* **Problem requirements**:
Show each line of the entries below that contains the string "caladium", copied in full. Count a line only if its capitalization matches.

* **Exercise input**:
***

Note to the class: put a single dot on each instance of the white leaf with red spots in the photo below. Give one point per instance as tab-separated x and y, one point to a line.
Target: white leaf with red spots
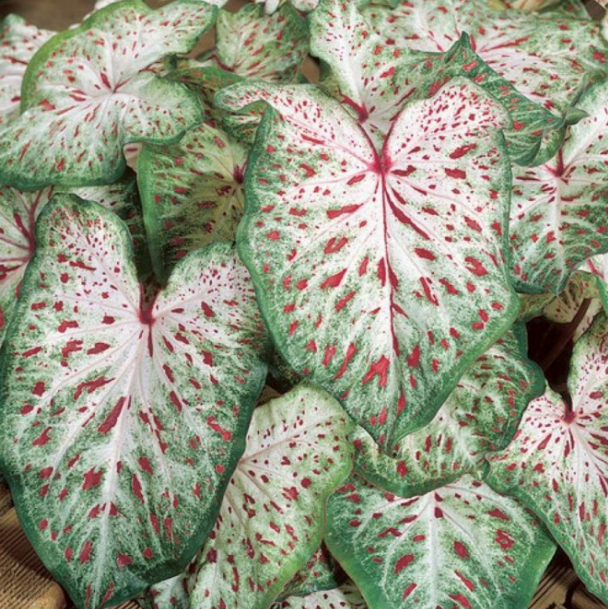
255	45
88	92
547	57
18	213
559	210
372	79
192	194
381	276
18	43
462	545
480	415
272	515
122	420
558	462
347	596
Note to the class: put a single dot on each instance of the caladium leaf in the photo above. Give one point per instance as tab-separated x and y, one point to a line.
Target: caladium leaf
272	516
18	215
346	596
558	214
372	79
255	45
192	194
338	240
122	198
91	84
480	415
19	41
122	421
462	545
528	50
557	462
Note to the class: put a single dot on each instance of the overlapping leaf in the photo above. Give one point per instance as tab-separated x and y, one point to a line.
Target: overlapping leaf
462	545
347	596
558	462
255	45
480	415
318	574
380	276
19	211
559	210
122	421
272	516
532	51
528	50
18	43
88	92
192	194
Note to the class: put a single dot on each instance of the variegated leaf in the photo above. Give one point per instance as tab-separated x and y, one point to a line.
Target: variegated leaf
480	415
18	43
558	462
122	420
380	276
88	92
122	198
272	515
559	210
532	51
346	596
255	45
18	213
462	545
372	79
192	194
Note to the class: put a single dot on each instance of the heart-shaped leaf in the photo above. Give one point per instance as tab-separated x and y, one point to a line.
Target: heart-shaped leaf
375	79
91	85
479	416
17	243
255	45
557	463
462	545
524	49
192	194
122	421
18	43
380	276
347	596
558	214
272	516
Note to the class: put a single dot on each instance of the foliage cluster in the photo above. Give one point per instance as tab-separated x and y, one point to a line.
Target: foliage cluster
264	340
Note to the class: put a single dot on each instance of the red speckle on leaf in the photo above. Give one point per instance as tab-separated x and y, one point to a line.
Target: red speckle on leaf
226	435
460	549
403	562
380	369
112	418
85	553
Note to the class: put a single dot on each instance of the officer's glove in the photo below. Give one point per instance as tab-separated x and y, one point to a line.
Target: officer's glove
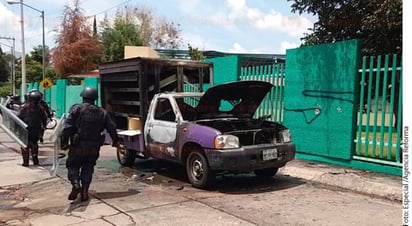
116	144
64	143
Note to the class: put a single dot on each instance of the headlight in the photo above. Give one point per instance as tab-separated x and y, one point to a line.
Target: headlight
285	136
226	141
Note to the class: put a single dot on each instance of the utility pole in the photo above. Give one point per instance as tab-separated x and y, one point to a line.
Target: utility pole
13	69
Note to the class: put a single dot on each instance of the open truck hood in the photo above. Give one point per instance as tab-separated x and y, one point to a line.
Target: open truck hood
236	99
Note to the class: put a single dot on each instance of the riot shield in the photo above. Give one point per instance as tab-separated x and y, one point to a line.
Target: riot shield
14	126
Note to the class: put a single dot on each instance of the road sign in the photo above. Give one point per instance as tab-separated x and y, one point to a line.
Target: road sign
46	83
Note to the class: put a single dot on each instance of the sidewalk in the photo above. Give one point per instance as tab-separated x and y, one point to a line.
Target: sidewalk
51	192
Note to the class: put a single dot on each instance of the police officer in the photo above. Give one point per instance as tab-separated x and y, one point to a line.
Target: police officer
32	114
83	128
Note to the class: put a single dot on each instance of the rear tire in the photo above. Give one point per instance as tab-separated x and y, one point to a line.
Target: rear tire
125	156
198	171
267	173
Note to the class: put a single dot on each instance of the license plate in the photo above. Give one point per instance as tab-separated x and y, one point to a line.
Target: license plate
270	154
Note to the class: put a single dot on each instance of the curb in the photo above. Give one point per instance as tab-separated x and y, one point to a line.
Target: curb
364	182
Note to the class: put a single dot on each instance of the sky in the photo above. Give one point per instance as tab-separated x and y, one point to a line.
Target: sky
237	26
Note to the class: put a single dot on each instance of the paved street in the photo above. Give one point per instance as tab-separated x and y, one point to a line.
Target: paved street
155	193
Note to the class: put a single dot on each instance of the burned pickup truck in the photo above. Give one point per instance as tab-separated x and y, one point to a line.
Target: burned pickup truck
208	132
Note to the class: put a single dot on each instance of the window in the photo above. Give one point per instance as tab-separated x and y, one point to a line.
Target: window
164	110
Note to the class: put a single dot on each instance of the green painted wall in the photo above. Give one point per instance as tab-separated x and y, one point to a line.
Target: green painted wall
322	77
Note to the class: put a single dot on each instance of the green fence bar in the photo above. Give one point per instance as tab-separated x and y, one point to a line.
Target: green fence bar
375	107
361	106
399	119
392	98
383	125
368	108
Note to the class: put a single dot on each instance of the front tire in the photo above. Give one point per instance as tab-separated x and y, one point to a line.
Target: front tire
267	173
51	124
125	156
198	171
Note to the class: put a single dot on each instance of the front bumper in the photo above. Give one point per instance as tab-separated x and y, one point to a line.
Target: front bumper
248	158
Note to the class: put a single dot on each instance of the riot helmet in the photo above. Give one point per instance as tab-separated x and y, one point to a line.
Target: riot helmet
89	93
34	97
37	91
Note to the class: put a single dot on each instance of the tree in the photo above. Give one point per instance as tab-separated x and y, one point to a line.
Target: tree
37	54
378	23
153	31
123	33
194	53
4	68
76	49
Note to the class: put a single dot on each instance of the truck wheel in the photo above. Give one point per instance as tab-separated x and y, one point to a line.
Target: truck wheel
125	156
268	172
198	171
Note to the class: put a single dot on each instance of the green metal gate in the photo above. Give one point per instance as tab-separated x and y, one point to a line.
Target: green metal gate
273	103
379	121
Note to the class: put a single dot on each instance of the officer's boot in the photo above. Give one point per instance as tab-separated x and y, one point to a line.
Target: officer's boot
76	189
35	154
35	159
26	156
85	192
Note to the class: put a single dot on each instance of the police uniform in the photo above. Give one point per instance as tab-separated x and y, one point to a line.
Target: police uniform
83	129
32	114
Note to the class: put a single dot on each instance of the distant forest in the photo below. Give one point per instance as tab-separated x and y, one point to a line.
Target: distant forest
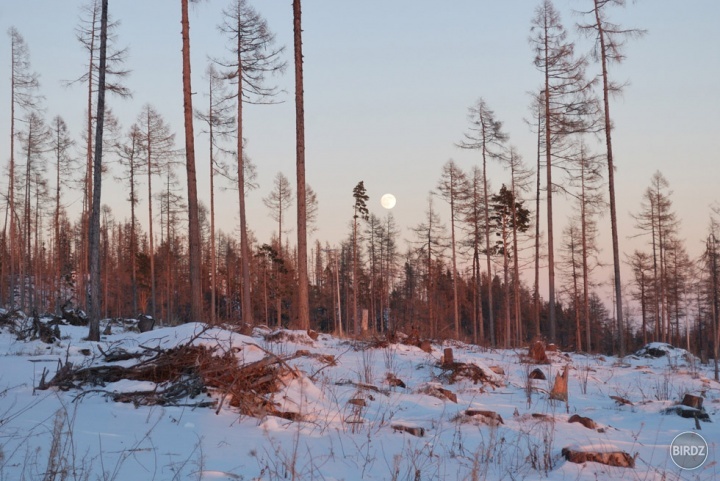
464	278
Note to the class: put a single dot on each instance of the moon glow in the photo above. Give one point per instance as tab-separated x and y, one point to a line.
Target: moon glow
388	201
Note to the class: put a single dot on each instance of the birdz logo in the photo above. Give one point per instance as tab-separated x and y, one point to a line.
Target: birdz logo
688	450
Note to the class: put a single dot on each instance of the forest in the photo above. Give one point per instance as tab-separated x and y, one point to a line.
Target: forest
476	275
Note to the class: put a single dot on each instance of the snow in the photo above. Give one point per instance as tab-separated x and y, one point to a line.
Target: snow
85	435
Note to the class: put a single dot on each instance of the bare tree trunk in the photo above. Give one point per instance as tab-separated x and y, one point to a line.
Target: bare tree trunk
87	201
153	298
303	295
94	233
585	268
536	286
611	182
247	316
213	259
11	191
548	167
491	315
193	215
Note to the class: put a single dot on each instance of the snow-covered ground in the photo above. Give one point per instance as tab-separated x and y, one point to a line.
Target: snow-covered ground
354	421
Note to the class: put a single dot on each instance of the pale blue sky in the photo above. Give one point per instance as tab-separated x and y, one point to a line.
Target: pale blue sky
387	87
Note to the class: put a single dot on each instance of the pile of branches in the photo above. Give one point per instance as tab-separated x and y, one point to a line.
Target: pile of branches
183	372
458	371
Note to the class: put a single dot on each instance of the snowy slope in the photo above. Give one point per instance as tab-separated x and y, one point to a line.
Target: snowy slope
354	420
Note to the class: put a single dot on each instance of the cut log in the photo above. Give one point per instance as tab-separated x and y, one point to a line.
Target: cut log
559	390
447	394
490	415
621	400
395	381
414	430
448	357
537	354
426	346
612	458
692	401
498	370
587	422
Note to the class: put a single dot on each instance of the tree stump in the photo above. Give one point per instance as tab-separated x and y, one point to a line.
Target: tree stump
692	401
612	458
537	354
145	323
587	422
448	357
559	390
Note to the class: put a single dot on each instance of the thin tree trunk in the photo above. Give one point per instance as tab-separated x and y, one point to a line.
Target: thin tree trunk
213	260
247	316
548	166
585	255
193	215
536	293
153	298
94	237
303	295
611	181
491	315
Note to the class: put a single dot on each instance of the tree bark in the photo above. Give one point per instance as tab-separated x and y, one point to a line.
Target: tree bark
611	182
303	296
193	216
94	231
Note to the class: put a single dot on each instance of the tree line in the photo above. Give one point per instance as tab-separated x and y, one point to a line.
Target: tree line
467	282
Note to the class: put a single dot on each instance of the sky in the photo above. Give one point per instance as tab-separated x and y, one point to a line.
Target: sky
387	87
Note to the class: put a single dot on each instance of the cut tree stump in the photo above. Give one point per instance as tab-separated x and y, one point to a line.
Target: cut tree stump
414	430
612	458
559	390
621	400
587	422
490	415
692	401
537	354
448	358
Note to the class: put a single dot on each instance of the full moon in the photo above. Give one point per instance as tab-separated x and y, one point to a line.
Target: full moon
388	201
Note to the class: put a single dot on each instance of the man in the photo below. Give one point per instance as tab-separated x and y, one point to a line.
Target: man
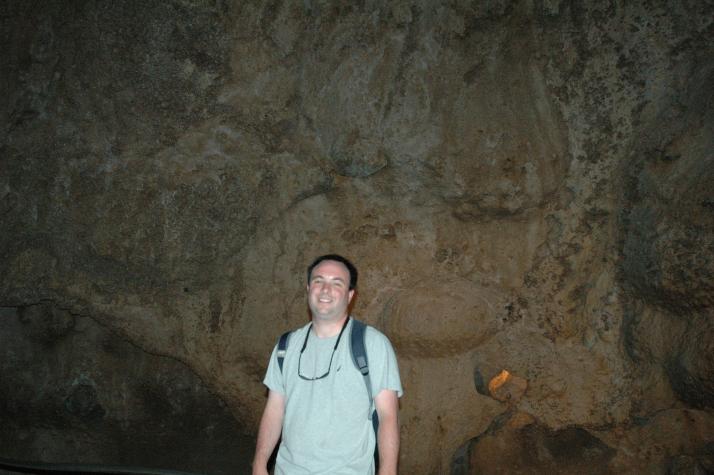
318	401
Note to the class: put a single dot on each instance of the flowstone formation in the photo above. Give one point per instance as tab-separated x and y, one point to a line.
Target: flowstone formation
524	186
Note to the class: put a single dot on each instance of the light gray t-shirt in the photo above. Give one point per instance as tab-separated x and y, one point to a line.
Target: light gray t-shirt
327	427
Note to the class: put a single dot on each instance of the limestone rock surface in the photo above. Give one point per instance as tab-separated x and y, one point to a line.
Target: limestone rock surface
524	186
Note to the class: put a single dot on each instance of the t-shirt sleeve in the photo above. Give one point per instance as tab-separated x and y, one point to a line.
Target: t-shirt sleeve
383	367
273	376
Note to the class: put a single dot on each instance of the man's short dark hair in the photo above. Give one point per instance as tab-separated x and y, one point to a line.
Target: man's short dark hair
337	258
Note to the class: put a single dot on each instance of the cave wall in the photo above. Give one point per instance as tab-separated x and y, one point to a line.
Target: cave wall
524	186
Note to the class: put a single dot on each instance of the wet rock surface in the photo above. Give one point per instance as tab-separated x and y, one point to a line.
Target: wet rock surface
525	187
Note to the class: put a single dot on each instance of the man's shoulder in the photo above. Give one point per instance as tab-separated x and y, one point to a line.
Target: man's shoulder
295	332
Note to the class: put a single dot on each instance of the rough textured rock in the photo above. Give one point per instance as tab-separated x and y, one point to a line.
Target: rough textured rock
525	186
73	391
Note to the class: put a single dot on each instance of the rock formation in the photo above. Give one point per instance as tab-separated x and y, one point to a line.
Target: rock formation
524	186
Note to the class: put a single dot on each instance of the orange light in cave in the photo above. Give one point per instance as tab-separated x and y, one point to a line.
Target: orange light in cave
498	381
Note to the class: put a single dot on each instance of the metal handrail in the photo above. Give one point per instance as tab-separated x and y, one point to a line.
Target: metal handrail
69	468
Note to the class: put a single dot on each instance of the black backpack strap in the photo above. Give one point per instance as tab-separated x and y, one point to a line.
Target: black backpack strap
359	356
282	349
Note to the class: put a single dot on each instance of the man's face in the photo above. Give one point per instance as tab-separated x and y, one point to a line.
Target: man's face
328	294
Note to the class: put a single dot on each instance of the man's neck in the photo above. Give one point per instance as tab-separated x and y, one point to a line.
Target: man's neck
326	328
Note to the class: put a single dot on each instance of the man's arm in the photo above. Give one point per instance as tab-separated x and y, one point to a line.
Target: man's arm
387	404
271	425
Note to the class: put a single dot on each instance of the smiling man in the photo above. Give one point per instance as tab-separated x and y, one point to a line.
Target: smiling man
317	396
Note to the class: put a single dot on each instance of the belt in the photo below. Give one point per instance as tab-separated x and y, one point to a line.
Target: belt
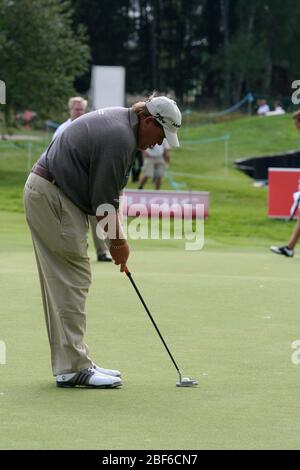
38	170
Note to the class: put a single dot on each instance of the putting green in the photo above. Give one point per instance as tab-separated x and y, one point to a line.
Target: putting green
229	318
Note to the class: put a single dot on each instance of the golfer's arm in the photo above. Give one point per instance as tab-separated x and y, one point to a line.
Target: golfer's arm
111	225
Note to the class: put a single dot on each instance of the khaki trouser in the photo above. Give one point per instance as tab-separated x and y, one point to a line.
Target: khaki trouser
59	234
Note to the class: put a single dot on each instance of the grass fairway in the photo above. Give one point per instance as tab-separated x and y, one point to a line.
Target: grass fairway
229	316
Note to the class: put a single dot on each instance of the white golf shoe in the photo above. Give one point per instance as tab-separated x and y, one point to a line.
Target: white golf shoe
87	378
112	372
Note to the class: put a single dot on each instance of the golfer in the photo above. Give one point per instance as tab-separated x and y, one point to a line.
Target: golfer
81	173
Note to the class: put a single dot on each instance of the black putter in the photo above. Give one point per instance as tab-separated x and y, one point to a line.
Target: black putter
183	381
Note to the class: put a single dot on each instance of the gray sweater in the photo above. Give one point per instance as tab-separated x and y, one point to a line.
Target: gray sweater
91	159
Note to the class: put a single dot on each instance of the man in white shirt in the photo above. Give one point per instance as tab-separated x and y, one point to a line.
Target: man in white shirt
156	160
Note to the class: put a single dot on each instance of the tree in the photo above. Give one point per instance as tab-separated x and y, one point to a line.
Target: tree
40	54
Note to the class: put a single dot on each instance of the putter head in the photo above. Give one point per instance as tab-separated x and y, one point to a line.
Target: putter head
186	382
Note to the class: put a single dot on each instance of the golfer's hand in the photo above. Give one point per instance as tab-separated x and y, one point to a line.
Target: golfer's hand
119	251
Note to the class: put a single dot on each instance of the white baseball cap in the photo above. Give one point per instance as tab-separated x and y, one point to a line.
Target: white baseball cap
168	115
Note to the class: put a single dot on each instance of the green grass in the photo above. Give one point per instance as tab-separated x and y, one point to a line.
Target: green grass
229	317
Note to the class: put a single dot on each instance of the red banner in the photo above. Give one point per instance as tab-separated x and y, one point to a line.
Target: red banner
178	204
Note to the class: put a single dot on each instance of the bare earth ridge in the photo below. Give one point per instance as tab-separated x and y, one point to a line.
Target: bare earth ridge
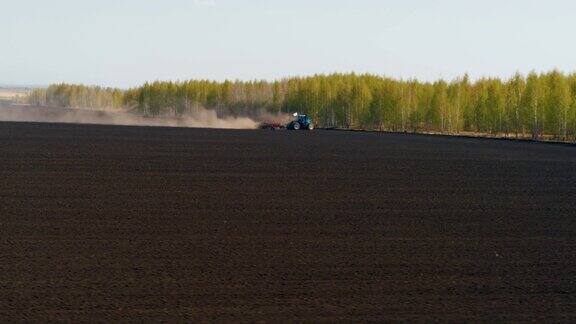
141	223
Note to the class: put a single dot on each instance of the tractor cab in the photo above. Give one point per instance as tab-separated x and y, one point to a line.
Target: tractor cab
301	122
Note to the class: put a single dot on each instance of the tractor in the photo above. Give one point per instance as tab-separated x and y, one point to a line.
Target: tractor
301	122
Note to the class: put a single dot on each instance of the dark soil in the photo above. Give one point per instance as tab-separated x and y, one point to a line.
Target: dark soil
114	223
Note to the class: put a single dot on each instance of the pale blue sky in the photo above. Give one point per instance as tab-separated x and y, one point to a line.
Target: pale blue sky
126	42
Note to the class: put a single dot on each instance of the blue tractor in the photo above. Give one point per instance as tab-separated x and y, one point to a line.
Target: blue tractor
301	122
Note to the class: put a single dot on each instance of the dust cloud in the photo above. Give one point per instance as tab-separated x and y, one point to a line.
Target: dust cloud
201	118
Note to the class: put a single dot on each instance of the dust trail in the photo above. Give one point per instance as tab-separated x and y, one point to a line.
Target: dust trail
201	118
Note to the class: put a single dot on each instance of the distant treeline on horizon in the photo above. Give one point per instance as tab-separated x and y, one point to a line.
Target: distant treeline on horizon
534	106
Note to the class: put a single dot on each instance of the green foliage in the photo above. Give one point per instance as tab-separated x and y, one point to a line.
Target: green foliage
536	105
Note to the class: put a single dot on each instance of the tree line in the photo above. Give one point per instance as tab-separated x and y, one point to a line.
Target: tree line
77	96
536	105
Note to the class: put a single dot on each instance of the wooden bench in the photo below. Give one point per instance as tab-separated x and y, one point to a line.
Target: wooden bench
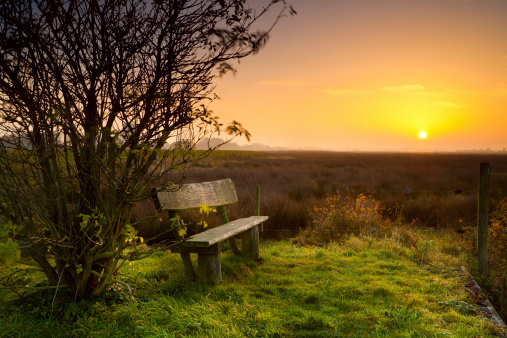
208	244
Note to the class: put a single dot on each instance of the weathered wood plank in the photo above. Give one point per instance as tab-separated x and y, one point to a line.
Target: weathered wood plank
223	232
191	196
209	250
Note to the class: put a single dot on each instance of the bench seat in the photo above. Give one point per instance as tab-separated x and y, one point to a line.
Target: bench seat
208	244
222	232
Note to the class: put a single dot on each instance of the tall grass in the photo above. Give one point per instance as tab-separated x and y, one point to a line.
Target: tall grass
292	183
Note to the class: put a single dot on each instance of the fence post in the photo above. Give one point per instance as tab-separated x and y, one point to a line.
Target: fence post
482	219
258	204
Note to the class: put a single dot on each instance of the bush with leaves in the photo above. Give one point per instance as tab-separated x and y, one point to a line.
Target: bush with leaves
90	92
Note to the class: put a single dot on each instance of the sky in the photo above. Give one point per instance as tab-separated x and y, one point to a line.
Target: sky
370	75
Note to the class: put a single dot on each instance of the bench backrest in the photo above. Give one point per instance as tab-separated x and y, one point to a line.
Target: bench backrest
191	196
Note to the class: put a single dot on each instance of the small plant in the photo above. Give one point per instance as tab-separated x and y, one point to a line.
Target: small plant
344	216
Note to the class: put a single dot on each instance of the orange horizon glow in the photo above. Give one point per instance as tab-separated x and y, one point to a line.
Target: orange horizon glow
369	75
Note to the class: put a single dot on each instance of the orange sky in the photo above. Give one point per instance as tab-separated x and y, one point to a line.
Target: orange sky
371	74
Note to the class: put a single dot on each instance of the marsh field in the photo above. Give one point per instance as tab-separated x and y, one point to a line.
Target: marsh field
418	188
357	244
318	198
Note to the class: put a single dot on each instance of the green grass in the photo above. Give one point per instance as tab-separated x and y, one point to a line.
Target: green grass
360	288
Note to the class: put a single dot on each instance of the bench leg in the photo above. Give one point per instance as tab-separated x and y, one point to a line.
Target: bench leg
250	243
187	263
209	269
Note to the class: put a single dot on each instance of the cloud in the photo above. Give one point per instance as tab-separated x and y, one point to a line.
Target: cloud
404	88
451	105
347	92
284	83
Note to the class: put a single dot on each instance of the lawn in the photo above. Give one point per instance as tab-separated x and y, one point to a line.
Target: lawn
361	287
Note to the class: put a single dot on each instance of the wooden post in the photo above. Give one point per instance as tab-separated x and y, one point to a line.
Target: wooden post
482	219
250	243
502	300
225	219
258	204
185	256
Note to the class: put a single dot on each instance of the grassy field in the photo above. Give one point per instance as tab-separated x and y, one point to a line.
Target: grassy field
397	277
292	183
362	287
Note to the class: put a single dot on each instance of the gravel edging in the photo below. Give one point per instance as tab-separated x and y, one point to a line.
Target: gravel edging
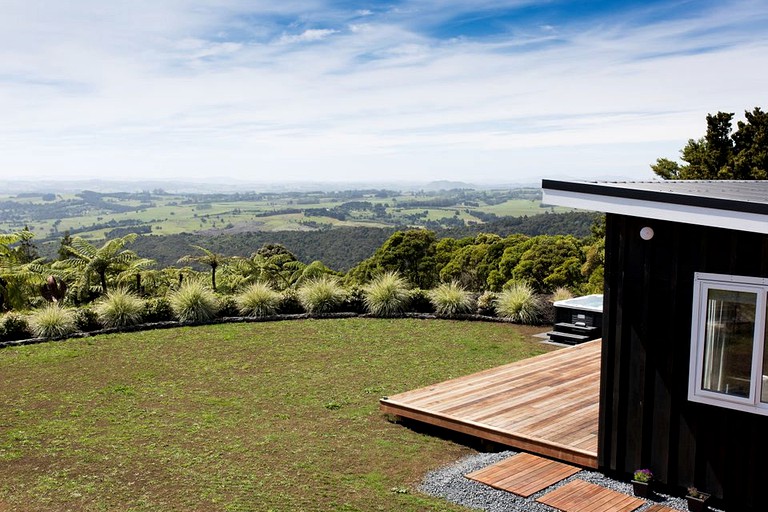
450	484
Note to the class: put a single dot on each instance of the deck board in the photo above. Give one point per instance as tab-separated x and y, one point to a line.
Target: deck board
546	404
523	474
581	496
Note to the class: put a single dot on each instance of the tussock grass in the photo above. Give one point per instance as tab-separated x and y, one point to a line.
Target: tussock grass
321	295
194	302
52	321
387	295
119	308
258	300
451	299
252	416
519	303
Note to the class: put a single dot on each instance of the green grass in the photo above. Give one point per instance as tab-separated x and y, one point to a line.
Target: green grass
270	416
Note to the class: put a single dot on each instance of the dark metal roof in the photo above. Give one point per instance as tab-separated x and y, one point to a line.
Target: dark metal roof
740	196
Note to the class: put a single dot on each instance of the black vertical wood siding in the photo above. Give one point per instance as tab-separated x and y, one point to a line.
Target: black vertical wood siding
645	417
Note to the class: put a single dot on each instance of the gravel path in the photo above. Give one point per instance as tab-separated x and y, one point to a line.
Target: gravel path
449	483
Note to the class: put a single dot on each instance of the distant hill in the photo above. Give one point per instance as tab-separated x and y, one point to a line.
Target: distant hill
343	248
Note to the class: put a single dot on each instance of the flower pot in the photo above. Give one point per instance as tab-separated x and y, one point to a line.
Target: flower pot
642	489
698	504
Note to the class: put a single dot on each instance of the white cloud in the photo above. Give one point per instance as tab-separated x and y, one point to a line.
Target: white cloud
309	35
200	88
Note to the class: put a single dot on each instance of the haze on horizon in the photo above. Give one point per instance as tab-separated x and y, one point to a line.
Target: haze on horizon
411	90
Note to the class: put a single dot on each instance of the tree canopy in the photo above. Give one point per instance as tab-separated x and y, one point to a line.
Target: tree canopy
723	154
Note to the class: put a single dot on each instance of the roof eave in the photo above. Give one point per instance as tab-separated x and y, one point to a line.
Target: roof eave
649	209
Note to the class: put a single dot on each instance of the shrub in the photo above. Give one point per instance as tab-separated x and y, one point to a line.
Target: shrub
387	295
258	300
86	319
52	321
289	303
119	308
194	302
355	300
321	295
451	299
227	306
419	301
157	309
15	327
486	303
561	293
519	303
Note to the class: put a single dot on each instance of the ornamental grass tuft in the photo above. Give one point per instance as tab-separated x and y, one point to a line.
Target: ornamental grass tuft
258	300
519	303
119	308
451	299
321	295
387	295
194	302
52	321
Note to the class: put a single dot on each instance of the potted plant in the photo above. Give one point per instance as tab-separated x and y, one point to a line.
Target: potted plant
641	482
697	500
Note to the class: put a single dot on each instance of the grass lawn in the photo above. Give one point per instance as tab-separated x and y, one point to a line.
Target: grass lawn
258	416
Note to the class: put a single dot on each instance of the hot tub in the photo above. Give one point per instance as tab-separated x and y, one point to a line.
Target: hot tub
578	319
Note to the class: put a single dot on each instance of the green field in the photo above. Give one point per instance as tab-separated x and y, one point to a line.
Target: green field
93	216
262	416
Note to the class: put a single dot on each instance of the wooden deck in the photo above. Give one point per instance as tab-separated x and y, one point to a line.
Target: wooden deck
581	496
546	405
523	474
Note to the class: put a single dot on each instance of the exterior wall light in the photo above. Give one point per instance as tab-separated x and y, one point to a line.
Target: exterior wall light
646	233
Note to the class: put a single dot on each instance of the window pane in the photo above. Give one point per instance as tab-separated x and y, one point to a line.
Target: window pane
728	343
764	385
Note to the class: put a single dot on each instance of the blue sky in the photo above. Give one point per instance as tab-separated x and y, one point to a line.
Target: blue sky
418	90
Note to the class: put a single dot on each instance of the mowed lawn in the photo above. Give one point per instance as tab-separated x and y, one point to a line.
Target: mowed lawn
257	416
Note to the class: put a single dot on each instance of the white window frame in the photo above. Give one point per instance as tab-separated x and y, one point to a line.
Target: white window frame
696	393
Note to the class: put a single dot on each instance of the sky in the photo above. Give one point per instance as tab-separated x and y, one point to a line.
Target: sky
479	91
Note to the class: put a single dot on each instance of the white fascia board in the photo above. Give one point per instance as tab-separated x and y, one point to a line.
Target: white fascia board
727	219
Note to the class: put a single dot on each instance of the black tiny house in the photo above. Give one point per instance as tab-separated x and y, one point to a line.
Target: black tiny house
684	372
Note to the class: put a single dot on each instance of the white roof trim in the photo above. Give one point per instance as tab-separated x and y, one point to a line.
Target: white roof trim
728	219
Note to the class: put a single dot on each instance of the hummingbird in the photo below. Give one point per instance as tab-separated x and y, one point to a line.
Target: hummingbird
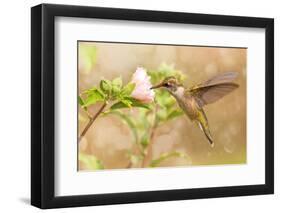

***

* **Result of this task**:
Note to the class: put a single dot on each instance of the caladium leaf in the photo above. Give one point per instance as tab-separated x and y, one point to a line.
Target: caladium leaf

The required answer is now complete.